--- Input for this task Enclosed Below ---
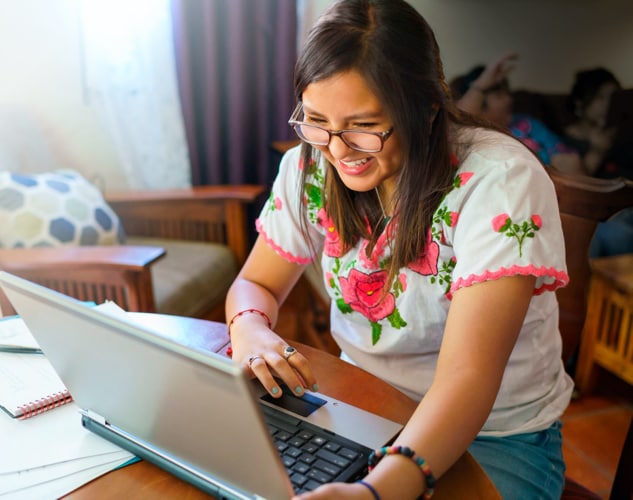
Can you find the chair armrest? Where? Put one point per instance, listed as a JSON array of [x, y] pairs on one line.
[[201, 213], [120, 273]]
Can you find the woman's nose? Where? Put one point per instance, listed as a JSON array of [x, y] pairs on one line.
[[338, 149]]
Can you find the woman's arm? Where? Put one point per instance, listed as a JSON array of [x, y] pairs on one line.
[[483, 324], [253, 300]]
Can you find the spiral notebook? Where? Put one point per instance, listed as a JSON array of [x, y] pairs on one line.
[[192, 412], [28, 383]]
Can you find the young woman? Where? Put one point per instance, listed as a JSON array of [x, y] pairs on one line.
[[441, 247]]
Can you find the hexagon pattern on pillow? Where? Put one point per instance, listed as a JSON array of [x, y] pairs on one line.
[[54, 209]]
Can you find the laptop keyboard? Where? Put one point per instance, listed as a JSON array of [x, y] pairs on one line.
[[313, 456]]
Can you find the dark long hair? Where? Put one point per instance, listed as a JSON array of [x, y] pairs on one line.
[[586, 85], [390, 44]]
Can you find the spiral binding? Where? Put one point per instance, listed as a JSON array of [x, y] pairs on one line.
[[41, 405]]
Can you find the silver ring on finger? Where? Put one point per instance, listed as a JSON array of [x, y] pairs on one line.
[[289, 351], [252, 359]]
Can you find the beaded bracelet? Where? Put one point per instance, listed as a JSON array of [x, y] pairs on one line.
[[370, 488], [247, 311], [375, 456]]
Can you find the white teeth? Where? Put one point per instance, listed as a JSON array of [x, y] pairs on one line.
[[356, 163]]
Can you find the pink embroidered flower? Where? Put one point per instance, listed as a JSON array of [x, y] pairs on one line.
[[332, 245], [426, 265], [517, 230], [531, 143], [463, 178], [454, 217], [523, 125], [367, 294], [403, 281], [499, 222]]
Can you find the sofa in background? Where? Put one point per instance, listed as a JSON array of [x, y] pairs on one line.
[[181, 251]]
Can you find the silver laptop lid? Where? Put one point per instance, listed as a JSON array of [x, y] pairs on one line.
[[196, 405]]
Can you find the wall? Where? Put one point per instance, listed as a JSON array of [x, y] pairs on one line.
[[42, 106], [554, 38], [40, 61]]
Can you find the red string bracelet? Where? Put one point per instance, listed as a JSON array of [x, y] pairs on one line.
[[249, 311], [375, 456]]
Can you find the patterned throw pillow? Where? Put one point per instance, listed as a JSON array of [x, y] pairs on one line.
--- End of Enclosed Input for this task ---
__Exercise brief__
Reproduce, word for word, everything in the listing above except the pictures.

__Reply__
Can you find the chair armrest? Where? Put one point per instance, listed as a JSON array of [x, y] pairs on one line.
[[201, 213], [120, 273]]
Can you find the woman's nose? Where? Put one point per instance, listed as a JSON array of [x, y] pairs on one line.
[[338, 149]]
Can you find the woman's arm? Where? Put one point per instance, listed as a JSON array of [x, y] pairs on one line.
[[483, 324], [253, 300]]
Can you find the spiral notebook? Where? Put one point per instance, listed as a JSON array of [x, y] pairs on one line.
[[192, 412], [28, 383]]
Can you find the young woman? Where? Put one point per instance, listed as a JSON array of [x, y] pairs on one line.
[[441, 247]]
Can you find the hexagon pattern on pillow? Where? Put one point per instance, listed as a JSON array of [x, y] pairs on one line.
[[54, 209]]
Can you find the laptop keyboard? Where? Put one point per instance, listed as a JSON array of [x, y] pairs on one line.
[[313, 456]]
Can you find the dark long hair? Where? Put one point per instance, listed as a JSON array of [x, y] pairs on one line.
[[586, 85], [390, 44]]
Can you find the spiral binding? Where? Put one point per instance, listed as a JSON array of [x, y] pairs on one line.
[[41, 405]]
Can you find the silver ring on finger? Where? Put one point per instance, listed as a JSON array of [x, y] pairs on one line.
[[289, 351], [252, 359]]
Can you find the beaded bracelet? Where? Put one point per instance, listed as a JSON array of [x, y] pairs on one line.
[[370, 488], [247, 311], [375, 456]]
Can you find the white teeth? Where? Put one point per instance, listed as a JSON array of [x, y] pairs on one line.
[[356, 163]]
Can you find the pink embroidered flower? Where? Put one point per instance, listed as a JSON array of [x, y] pairs on one line.
[[332, 245], [426, 265], [517, 230], [531, 143], [463, 178], [454, 217], [523, 125], [367, 294], [403, 281], [499, 222]]
Can you find the sofa in background? Where? Put one point per instance, listed as a JSON array of [x, y] pairs on one line.
[[181, 251]]
Can you find the silver laptop lid? Where? Put one point per instance, listed as a JSON array of [x, y] pairs on one line.
[[196, 405]]
Can you find the wall? Where? Put one point per instance, listed as a JSON array of [x, y] pairs on one line.
[[42, 106], [554, 38], [40, 61]]
Can you find the red string bracelet? Where? Put one point per instance, listed as a JSON array of [x, y] pairs on one line.
[[249, 311], [375, 456]]
Can you find the patterned throw pillow? Where? Put one point per instance, listed as a JSON array of [x, y] pairs on one line.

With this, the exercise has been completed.